#### WHAT THE TASK ASKS:
Can you rewrite everything from the line containing "the white sea" down to the line containing "column 495, row 102", with "shoreline" replaced by "coastline" and nothing else changed?

>> start

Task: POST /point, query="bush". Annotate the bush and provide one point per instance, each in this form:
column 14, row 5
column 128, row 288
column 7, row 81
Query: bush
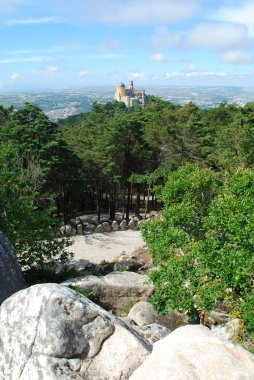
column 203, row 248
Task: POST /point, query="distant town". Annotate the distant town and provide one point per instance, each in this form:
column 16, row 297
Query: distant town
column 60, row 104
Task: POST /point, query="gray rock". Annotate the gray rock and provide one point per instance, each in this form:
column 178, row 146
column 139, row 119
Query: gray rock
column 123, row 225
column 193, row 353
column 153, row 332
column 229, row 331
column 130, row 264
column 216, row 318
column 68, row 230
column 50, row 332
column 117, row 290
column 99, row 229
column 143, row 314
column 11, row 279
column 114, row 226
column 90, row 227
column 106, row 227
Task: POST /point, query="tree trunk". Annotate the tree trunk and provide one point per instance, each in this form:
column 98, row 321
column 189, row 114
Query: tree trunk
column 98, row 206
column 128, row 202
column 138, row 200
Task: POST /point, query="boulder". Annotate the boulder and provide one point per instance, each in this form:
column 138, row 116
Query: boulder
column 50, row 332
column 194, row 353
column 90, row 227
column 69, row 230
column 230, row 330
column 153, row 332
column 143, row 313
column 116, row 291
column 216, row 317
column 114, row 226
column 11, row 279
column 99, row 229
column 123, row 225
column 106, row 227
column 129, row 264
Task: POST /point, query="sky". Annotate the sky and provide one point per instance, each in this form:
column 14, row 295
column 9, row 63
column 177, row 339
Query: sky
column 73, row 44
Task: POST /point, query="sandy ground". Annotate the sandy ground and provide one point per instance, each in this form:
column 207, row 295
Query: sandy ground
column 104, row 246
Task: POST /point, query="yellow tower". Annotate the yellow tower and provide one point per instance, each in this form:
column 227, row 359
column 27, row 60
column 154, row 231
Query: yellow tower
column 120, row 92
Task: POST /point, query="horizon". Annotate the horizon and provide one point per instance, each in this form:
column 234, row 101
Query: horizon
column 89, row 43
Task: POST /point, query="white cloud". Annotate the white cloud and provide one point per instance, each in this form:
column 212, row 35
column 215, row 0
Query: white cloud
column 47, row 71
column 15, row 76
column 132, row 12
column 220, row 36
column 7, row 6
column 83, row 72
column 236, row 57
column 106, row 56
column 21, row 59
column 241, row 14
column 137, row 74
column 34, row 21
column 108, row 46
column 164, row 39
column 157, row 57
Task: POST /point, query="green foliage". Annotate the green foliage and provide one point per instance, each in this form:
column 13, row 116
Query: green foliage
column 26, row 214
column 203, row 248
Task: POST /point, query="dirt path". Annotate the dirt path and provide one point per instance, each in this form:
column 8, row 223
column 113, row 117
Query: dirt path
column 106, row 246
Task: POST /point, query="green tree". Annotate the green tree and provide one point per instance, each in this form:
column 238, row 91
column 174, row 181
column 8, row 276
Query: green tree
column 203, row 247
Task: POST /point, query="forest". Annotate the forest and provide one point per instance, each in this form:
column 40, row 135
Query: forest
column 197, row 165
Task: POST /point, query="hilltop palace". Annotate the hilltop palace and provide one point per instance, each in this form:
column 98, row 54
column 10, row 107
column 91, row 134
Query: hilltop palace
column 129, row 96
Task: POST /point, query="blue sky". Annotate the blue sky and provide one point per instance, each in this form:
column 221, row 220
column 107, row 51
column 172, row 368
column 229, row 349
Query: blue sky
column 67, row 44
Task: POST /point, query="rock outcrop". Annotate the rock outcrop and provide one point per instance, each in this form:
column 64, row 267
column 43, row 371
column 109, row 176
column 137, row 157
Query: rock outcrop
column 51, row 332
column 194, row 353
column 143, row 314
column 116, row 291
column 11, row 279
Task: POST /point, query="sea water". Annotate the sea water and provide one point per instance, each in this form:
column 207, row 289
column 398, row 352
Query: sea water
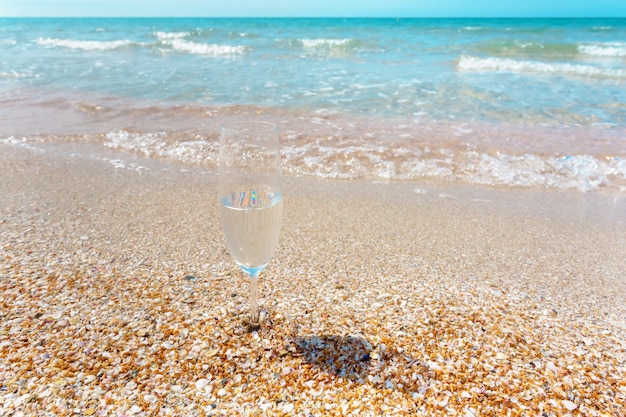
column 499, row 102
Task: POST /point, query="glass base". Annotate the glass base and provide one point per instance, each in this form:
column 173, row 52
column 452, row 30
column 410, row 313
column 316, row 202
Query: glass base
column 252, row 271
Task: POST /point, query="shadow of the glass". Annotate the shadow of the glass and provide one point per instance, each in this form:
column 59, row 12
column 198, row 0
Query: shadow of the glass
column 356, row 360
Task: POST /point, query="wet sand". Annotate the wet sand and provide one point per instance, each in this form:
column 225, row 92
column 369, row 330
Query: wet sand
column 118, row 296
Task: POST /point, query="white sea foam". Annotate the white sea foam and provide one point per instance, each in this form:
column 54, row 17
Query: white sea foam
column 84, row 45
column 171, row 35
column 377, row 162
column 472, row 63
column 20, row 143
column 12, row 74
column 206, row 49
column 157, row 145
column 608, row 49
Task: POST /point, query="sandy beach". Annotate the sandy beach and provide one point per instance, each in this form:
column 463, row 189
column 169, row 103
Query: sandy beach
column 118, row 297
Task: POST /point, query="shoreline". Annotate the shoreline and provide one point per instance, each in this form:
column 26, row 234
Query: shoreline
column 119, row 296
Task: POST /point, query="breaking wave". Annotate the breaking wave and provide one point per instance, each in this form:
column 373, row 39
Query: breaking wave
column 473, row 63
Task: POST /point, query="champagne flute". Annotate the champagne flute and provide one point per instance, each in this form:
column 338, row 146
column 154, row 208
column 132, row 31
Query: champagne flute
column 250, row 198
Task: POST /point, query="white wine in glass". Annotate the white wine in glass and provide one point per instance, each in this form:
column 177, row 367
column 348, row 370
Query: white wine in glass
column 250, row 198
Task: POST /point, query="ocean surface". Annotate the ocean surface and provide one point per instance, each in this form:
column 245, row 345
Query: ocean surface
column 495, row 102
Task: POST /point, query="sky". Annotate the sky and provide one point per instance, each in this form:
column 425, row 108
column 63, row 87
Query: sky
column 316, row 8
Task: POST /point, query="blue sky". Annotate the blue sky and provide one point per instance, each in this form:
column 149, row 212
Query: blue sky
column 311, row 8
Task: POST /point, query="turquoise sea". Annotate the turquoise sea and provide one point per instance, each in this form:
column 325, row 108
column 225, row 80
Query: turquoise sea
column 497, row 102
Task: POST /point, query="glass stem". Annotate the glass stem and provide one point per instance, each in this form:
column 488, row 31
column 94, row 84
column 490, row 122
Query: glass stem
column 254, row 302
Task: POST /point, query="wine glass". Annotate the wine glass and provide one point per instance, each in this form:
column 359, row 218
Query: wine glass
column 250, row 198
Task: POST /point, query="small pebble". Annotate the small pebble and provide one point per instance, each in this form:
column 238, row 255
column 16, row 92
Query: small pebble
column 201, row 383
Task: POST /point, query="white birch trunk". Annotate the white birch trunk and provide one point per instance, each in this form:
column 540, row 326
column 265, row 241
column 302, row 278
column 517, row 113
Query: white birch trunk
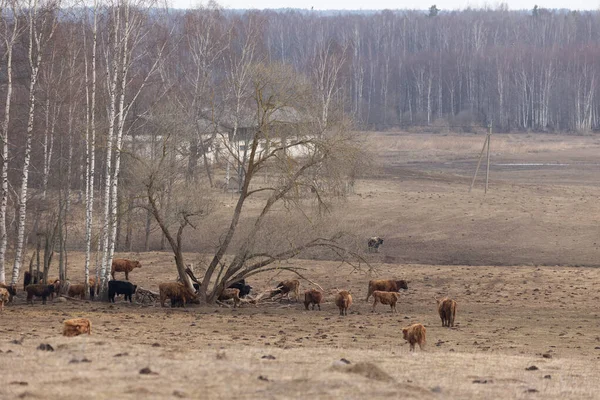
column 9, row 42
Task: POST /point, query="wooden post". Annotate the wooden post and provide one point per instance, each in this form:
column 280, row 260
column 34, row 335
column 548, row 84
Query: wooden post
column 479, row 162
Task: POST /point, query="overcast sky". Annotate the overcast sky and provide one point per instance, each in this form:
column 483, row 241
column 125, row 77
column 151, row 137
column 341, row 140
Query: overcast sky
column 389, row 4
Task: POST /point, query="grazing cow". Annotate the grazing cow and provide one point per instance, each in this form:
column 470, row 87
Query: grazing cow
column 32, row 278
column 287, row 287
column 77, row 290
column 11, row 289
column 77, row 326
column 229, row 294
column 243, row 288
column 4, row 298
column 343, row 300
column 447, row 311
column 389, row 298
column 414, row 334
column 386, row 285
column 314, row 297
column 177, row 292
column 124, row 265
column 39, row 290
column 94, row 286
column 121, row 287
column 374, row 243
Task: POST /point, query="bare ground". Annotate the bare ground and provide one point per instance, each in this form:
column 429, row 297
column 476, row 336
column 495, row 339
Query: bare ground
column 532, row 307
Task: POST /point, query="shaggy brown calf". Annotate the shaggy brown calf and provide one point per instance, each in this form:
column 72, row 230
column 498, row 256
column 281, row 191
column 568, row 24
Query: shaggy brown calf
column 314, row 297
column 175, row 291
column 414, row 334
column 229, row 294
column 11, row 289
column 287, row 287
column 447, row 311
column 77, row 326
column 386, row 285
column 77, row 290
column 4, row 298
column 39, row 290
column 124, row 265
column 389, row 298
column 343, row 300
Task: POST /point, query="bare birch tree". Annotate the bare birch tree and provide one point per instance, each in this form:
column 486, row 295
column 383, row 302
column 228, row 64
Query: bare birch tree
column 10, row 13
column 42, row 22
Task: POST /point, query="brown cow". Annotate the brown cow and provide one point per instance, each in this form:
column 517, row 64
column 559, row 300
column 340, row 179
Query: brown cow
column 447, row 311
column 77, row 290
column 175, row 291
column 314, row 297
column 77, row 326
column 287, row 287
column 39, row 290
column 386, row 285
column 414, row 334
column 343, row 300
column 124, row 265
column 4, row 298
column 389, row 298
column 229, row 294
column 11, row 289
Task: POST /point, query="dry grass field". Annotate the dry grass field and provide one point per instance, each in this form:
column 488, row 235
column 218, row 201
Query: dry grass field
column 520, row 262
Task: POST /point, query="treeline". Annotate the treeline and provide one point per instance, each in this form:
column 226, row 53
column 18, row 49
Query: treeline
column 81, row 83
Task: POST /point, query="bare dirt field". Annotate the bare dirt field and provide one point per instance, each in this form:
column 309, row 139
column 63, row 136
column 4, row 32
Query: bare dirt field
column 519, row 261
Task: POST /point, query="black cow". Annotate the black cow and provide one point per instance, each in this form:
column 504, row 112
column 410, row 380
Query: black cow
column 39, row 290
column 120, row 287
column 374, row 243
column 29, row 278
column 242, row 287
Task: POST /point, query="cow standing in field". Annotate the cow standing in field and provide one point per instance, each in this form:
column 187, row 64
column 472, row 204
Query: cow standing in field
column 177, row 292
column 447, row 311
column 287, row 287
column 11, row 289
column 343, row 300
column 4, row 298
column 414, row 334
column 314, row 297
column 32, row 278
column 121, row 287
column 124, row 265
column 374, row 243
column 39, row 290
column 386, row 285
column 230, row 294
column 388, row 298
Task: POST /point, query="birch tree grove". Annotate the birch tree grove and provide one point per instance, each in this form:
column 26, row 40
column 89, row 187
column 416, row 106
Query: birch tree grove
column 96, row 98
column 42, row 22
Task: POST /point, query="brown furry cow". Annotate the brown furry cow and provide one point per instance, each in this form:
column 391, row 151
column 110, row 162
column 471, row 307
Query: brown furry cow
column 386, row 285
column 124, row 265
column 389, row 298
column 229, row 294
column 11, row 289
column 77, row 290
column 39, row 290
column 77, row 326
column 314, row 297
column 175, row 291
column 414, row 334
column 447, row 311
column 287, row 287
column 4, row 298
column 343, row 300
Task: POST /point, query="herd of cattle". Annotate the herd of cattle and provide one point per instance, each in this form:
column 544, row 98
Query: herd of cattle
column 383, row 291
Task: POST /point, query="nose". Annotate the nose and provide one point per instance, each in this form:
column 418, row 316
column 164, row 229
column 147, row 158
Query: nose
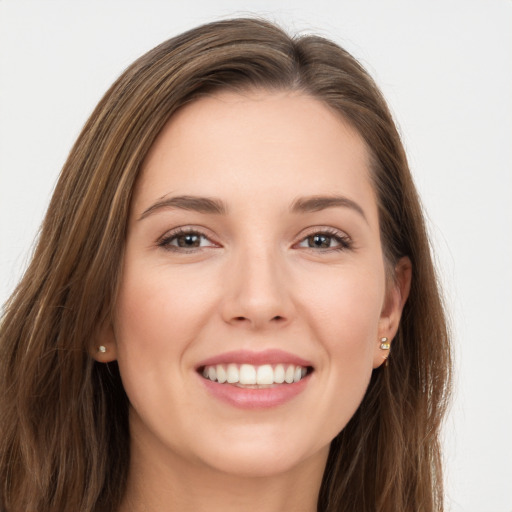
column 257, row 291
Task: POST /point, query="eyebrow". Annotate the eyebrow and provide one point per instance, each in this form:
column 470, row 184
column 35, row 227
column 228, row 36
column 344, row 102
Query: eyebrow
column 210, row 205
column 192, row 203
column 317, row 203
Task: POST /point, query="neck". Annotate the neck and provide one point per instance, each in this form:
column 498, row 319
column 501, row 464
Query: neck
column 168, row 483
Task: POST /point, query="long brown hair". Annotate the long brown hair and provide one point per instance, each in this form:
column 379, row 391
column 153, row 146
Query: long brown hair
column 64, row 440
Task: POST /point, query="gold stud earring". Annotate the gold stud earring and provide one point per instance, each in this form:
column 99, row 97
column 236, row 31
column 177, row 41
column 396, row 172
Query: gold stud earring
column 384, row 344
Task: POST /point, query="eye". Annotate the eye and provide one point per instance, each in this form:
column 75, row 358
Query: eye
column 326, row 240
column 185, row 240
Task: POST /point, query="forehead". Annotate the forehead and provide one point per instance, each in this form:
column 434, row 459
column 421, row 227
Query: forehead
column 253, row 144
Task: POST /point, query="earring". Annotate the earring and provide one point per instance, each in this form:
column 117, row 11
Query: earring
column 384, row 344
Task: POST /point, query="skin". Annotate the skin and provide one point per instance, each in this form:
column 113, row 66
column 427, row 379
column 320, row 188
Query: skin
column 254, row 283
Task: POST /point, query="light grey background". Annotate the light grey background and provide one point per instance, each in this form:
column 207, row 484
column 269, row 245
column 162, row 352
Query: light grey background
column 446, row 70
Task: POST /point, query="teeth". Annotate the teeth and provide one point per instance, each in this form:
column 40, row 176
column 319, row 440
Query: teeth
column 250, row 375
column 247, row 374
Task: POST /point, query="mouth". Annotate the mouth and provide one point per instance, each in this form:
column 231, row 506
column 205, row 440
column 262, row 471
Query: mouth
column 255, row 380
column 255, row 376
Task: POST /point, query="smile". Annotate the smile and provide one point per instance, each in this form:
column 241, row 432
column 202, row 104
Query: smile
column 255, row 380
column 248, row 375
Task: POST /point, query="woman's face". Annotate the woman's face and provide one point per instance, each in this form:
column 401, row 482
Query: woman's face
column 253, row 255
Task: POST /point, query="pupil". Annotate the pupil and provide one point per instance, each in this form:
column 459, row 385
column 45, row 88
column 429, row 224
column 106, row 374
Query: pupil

>> end

#### THE OUTPUT:
Task: POST /point, query="white sea foam". Annotate the white sea foam and provide one point per instance, each in this form:
column 54, row 17
Query: white sea foam
column 84, row 45
column 171, row 35
column 377, row 162
column 472, row 63
column 20, row 143
column 12, row 74
column 206, row 49
column 157, row 145
column 608, row 49
Task: POST /point, query="sandy beach". Annotate the sandy beach and provide one point per instance, each in this form:
column 463, row 189
column 169, row 103
Query: sandy beach
column 118, row 297
Task: POST /point, query="coastline". Annotate the coastline and provide one point per instance, each in this form:
column 26, row 234
Query: coastline
column 119, row 296
Task: POST /point, query="breaking wave". Annotate the breaking wave and provide one point per instance, each in this form:
column 373, row 39
Query: breaking wave
column 473, row 63
Task: POST /point, query="champagne flute". Annotate the champagne flute and provide one point per instance, each in this form:
column 338, row 146
column 154, row 208
column 132, row 31
Query: champagne flute
column 250, row 198
Task: POST /point, query="white wine in glass". Annotate the white wine in glass and provide one point per instance, each in this form:
column 177, row 367
column 348, row 370
Query: white wine in glass
column 250, row 198
Task: POST /point, query="ocean surface". Annotate the ocean surface and provide one point per instance, each in this form:
column 245, row 345
Query: ocean surface
column 495, row 102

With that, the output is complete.